→ WORK TO BE COMPLETED
Locate every line in the rows below that contains the word "grass", and copy each of those lines in full.

→ DATA FOR THIS EXERCISE
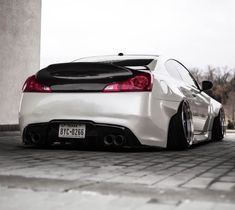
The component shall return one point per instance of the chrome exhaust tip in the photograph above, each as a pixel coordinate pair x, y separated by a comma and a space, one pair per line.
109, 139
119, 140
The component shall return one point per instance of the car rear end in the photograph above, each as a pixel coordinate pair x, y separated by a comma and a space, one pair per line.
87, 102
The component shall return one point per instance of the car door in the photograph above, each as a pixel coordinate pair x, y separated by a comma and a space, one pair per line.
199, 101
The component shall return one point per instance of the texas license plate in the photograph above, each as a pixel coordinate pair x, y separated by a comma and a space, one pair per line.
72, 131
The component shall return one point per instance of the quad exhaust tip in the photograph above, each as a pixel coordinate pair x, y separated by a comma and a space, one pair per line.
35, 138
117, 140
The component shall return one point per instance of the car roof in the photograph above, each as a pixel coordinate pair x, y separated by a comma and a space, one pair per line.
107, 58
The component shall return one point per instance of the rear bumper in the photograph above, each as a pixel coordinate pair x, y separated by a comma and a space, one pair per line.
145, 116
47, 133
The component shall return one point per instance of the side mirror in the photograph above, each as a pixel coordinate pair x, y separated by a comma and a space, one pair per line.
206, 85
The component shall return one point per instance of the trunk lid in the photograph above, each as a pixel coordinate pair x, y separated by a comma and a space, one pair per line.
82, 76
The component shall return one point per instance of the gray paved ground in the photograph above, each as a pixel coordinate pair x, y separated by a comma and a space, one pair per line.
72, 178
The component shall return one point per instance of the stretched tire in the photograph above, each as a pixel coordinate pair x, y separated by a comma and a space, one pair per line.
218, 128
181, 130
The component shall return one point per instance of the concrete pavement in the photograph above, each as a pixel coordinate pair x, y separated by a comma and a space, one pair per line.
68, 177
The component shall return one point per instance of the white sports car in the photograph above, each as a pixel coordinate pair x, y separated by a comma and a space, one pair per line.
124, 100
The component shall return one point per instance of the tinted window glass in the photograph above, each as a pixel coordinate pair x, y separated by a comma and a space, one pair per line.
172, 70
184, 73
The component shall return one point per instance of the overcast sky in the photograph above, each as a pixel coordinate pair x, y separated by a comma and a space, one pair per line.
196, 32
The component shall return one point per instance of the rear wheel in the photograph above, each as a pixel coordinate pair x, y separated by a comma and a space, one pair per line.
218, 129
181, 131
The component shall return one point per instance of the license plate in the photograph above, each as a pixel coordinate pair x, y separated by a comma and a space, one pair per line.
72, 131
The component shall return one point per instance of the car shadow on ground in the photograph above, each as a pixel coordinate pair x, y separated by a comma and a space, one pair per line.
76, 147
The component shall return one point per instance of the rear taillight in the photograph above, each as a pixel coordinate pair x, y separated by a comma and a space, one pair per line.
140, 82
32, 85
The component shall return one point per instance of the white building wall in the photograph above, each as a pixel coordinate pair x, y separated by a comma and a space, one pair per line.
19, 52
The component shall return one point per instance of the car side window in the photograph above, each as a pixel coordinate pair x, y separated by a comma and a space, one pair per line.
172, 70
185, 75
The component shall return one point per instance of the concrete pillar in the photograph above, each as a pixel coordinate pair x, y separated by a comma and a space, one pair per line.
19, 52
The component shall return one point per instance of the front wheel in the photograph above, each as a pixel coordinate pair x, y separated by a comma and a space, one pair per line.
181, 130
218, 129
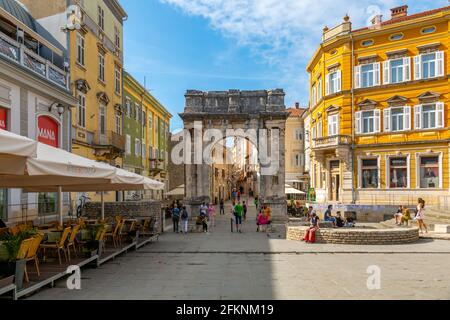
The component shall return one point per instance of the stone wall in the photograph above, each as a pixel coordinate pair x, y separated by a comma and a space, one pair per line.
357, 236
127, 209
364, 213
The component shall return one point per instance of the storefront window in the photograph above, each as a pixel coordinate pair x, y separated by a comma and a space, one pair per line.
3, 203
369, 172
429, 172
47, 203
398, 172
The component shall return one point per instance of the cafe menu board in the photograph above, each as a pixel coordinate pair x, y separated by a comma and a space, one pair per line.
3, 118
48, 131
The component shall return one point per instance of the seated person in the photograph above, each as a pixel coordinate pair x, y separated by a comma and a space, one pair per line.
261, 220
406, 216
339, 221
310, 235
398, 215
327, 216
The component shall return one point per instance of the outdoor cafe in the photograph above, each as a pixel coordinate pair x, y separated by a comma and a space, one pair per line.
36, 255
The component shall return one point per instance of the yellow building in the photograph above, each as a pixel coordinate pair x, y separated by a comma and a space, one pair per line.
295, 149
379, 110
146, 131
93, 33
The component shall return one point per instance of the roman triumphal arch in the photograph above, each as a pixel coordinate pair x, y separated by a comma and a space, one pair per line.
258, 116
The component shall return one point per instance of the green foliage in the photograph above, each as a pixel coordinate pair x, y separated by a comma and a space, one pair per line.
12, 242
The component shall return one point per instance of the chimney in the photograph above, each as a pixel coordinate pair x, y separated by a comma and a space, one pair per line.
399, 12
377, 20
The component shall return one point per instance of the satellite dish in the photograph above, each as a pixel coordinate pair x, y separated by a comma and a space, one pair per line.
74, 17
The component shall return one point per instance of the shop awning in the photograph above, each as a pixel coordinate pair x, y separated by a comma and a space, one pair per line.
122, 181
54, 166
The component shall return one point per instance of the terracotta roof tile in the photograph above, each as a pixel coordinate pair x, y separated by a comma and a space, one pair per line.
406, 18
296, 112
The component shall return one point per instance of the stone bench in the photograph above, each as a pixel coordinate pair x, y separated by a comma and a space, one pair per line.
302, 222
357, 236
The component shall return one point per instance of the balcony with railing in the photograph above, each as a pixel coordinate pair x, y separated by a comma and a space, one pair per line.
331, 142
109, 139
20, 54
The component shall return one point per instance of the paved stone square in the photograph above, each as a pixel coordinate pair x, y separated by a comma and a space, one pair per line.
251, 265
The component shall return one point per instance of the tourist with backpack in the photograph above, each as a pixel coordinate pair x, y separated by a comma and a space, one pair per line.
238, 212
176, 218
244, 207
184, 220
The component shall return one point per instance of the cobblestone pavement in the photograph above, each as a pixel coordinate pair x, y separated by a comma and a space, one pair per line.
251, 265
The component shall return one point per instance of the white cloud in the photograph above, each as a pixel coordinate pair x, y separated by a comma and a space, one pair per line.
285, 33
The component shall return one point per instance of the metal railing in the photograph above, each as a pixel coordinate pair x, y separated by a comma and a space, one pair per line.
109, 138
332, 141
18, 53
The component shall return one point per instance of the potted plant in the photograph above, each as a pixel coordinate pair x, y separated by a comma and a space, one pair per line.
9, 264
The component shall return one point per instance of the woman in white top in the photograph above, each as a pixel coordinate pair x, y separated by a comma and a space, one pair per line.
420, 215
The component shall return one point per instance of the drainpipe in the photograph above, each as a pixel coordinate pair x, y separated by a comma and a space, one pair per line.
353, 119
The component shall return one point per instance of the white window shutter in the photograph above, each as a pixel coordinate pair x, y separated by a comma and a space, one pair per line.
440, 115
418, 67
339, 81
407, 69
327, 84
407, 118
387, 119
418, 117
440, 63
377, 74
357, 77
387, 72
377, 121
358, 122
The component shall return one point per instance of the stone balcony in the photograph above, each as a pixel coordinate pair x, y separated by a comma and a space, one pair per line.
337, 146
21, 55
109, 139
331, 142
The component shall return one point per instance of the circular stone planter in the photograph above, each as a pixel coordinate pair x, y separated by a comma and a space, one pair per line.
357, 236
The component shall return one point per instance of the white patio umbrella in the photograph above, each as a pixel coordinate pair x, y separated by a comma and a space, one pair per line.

--

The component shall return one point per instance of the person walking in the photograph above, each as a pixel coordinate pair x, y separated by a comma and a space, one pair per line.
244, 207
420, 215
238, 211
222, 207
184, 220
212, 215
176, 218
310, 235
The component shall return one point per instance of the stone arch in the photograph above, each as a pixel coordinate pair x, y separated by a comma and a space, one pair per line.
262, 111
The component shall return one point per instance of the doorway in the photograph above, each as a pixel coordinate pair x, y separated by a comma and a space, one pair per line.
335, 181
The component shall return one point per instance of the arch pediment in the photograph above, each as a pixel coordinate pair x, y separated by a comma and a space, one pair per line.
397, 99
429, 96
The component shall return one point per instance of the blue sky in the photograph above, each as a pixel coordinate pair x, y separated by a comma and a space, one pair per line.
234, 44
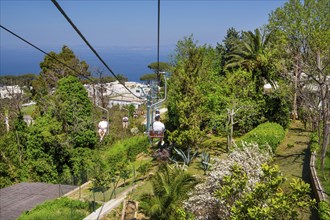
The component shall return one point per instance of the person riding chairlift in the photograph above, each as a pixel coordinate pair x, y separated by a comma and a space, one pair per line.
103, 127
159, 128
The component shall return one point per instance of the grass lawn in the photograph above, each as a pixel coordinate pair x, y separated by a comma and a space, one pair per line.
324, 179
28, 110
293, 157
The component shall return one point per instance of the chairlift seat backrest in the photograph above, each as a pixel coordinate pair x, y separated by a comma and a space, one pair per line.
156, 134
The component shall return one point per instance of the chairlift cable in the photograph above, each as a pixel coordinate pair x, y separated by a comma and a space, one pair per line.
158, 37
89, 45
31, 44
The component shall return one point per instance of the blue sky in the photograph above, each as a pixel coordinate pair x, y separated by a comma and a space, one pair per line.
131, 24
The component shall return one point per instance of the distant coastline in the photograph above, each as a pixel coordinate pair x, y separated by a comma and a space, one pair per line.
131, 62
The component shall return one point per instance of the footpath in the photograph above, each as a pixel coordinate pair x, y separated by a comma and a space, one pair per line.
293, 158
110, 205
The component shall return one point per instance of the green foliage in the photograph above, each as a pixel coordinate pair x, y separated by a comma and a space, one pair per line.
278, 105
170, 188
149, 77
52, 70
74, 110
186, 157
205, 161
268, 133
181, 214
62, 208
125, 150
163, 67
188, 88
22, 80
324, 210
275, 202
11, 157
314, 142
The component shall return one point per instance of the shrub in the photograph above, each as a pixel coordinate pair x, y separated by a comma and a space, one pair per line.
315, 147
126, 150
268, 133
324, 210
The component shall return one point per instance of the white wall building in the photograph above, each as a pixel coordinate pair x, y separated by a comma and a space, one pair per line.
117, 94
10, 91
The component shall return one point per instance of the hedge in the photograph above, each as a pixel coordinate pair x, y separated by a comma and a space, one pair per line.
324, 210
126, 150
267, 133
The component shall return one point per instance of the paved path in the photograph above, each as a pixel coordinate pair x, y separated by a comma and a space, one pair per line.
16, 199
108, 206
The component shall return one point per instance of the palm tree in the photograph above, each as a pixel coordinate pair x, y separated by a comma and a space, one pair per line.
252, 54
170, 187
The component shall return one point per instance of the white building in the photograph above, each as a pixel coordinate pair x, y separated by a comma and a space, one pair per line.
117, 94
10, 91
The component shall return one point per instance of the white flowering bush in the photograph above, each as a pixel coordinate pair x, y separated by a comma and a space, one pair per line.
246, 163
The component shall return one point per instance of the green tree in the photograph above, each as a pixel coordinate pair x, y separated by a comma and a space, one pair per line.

==

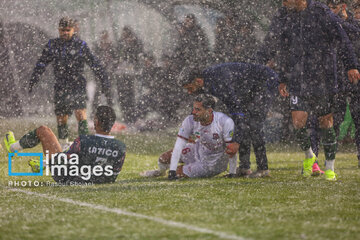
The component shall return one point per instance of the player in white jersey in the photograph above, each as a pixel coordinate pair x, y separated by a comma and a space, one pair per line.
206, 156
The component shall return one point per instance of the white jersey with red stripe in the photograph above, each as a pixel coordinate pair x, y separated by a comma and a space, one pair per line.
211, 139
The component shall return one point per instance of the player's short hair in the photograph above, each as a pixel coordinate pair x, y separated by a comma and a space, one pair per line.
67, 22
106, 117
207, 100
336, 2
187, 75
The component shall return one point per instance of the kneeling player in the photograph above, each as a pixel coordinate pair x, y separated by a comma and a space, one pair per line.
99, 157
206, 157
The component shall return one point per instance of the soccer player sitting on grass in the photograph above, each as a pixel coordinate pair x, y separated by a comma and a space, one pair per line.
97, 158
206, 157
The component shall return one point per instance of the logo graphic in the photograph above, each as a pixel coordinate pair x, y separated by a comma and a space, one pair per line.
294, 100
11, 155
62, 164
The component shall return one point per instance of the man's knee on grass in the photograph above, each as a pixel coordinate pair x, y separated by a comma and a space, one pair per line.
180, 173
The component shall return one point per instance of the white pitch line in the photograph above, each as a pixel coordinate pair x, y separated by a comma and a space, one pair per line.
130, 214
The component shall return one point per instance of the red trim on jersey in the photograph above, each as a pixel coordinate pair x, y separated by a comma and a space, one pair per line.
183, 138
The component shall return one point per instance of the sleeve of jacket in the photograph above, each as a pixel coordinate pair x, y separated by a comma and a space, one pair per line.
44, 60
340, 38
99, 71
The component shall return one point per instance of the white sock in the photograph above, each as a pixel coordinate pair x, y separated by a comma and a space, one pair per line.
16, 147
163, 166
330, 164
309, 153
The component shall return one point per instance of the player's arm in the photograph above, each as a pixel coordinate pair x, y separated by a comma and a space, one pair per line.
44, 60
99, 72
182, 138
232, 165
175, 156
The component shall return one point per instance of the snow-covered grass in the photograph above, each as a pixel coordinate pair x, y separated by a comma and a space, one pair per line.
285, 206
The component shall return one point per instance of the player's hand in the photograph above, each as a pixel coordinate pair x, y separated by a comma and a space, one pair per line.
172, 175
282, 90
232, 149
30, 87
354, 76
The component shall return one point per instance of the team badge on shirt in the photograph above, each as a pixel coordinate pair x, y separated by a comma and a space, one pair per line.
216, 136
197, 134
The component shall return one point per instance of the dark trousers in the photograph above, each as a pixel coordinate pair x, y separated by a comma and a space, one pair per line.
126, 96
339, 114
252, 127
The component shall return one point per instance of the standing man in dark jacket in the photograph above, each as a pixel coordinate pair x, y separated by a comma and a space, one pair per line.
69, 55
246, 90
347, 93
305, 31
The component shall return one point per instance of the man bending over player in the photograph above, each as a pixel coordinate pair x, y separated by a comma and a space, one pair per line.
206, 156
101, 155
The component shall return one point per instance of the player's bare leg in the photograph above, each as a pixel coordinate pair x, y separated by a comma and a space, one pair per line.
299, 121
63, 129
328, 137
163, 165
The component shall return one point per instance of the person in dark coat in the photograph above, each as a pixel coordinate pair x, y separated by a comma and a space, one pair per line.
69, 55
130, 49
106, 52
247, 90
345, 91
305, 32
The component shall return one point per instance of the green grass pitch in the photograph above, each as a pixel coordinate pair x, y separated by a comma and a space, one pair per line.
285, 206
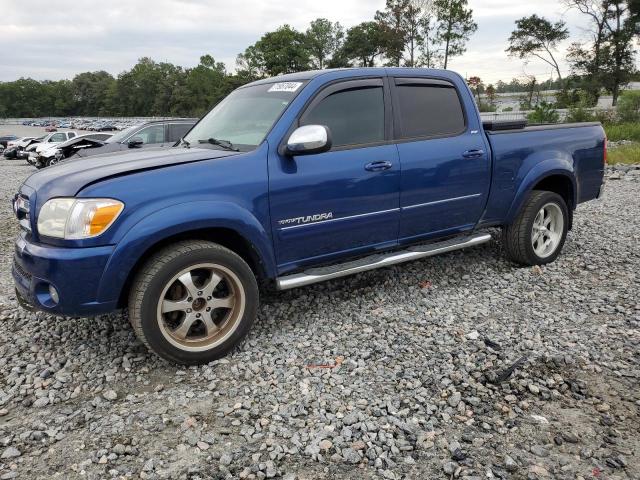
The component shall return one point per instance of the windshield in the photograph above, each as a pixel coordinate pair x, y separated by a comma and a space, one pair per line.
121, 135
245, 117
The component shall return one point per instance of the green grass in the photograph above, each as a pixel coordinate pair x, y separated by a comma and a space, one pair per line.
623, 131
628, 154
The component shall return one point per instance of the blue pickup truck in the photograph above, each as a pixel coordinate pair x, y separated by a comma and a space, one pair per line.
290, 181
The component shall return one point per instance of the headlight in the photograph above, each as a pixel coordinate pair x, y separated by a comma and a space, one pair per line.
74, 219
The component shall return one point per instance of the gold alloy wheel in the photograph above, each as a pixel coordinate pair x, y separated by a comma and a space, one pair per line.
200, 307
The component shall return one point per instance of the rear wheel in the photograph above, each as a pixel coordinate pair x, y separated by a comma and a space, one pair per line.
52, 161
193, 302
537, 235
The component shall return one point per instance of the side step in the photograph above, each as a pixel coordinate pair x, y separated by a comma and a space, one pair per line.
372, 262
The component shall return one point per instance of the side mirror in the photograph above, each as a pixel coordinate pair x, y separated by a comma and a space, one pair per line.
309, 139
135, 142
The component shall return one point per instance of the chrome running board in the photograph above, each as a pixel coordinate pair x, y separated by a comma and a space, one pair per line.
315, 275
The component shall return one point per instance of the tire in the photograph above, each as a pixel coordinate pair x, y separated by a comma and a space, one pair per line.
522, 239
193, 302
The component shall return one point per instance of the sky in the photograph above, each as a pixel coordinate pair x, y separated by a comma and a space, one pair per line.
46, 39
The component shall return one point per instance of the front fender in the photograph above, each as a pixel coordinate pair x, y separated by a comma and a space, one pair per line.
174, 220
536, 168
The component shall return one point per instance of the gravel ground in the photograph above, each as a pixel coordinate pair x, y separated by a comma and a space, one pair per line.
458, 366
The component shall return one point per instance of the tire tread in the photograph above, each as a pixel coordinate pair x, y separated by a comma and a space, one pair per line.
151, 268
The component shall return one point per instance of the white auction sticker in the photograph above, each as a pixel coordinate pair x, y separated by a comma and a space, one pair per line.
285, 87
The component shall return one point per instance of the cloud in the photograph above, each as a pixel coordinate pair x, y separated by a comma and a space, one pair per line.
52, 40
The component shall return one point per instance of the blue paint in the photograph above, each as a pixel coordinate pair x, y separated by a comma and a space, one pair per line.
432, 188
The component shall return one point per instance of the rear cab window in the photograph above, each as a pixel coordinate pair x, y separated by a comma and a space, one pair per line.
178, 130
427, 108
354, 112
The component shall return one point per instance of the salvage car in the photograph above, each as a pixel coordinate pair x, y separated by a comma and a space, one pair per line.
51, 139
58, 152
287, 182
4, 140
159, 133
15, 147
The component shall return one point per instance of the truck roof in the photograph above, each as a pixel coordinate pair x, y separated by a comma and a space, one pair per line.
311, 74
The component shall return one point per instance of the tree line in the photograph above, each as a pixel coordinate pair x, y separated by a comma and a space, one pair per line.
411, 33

→ EXERCISE SOLUTION
The component shall return one point per instance of the grass lawn in the photograph above, each as a pixel coordinate pair x, y separated by a comma and a space, one pair per line.
The component shall return one point per instance of the soccer player sitting on grass in the photograph above, each as a pixel coordinate pair x, y separated by a comma and a space, one pair per line.
The component shall return one point per instance of the man's knee on grass in the photograph above, each as a pixel coordinate pair x, y separated by a comma and a space, one pair per line.
The component shall return one point per instance of the snow-covered grass in the photograph above, each as a pixel coordinate pair x, y separated by a comma and a space, one pair per line.
The component shall return one point per instance of the green grass pitch in the photograph above, each as a pixel coordinate pair x, y separated by a comma and a space, one pair per line.
The component shall return one point per instance of the green grass in the photograph above, each as a pixel coordinate pair x, y separated by a comma and a space, one pair per line.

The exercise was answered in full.